Given passage:
-=-=-=-=-

PMSL at the amount of guys using the same or more weight than guys like Yates did at the peak of their career!

I have not done bent over rows in a long time but imo if your lower back moves at all it is too heavy! 3 plates per side for 12+ reps with perfect form is the heaviest i have gone to regularly. I have done 4 plates for 6 strict reps but even keeping the back strict made this exercise ineffiecient for me, you have to get a certain feel/contraction in your back or else the exercise is pointless......


----------



## Dezw

Using strict form the last time I did this I got 7 reps at 80kg.

Too many people use a weight far too heavy for them and end up doing a kind of half shrug bentover row, no use.


----------



## YoungGun

Haven't done it in ages, but i think i was doing like 100kg for 8 reps or so.

Not a massive weight but i'm only a small dude.


----------



## Dezw

KJW said:


> Anyone got any good links to vids of someone doing the correct bent row technique? For some reason in the last few months I haven't been able to execute what I thought was correct form without reverting to an underhand grip.
> 
> Thanks.


Youtube matey.


----------



## Bazooka Tooth

most i have done is 85kg for 5 reps with perfect form


----------



## Rickski

Well I put my back out on Monday doing 3 plates a side so I will be concentrating on stricter form in future that is for sure.


----------



## James21

90kg for 10 reps, normal overhand grip.


----------



## skd

i row 125kg then drop 5kg every set down to 100kg


----------



## nobody

55kg 5x5 :blush:


----------



## chopperead

I get told off for doing bent over rows at my gym so i do them on a t-bar with a chest pad 5x70kg the most ive done .


----------



## Dsahna

One arm dumbell rows at 70 kg


----------



## big_jim_87

140k is a light sesion lol thats after chinn and single arm lol my best is 190k slightly loose form for 9 reps. doing deads atm tho


----------



## Themanabolic

6 x 120kg ... haven't done a 1rm

chopper why do u get told off ??


----------



## CharliePax

i can bent over row 85kg with barbell and 50kg each hand for dumbbell row find that the bent over row does more for me though but always experimenting.


----------



## robisco11

120kgx5, not gone any lower than that.


----------



## BigDom86

big_jim_87 said:


> 140k is a light sesion lol thats after chinn and single arm lol my best is 190k slightly loose form for 9 reps. doing deads atm tho


single arm 190k? :confused1:


----------



## Dsahna

BigDom86 said:


> single arm 190k? :confused1:


A BAHOO moment i think dom


----------



## BigDom86

a what moment? didnt know they made 190kg dumbells lol


----------



## Greyphantom

Not enough...!


----------



## LittleChris

Con said:


> PMSL at the amount of guys using the same or more weight than guys like Yates did at the peak of their career!
> 
> I have not done bent over rows in a long time but imo if your lower back moves at all it is too heavy! 3 plates per side for 12+ reps with perfect form is the heaviest i have gone to regularly. I have done 4 plates for 6 strict reps but even keeping the back strict made this exercise ineffiecient for me, you have to get a certain feel/contraction in your back or else the exercise is pointless......

-=-=-=-=-

Information supplied:
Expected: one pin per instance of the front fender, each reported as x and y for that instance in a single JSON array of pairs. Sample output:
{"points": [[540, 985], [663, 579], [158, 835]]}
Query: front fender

-=-=-=-=-

To-do list:
a) Answer these questions using the bent-over row thread.
(i) What weight and rep count does Dezw report using strict form?
(ii) What grip does James21 name alongside 90kg for 10 reps?
(iii) On what equipment does chopperead do rows?
b) Write out the stretch of the bent-over row thread from "i can bent over" through "but always experimenting." again, and switch "barbell" to "EZ bar".
The data above comes from a separate source.

Solutions for each task:
a)
(i) 7 reps at 80kg.
(ii) A normal overhand grip.
(iii) A t-bar with a chest pad.

b)
i can bent over row 85kg with EZ bar and 50kg each hand for dumbbell row find that the bent over row does more for me though but always experimenting.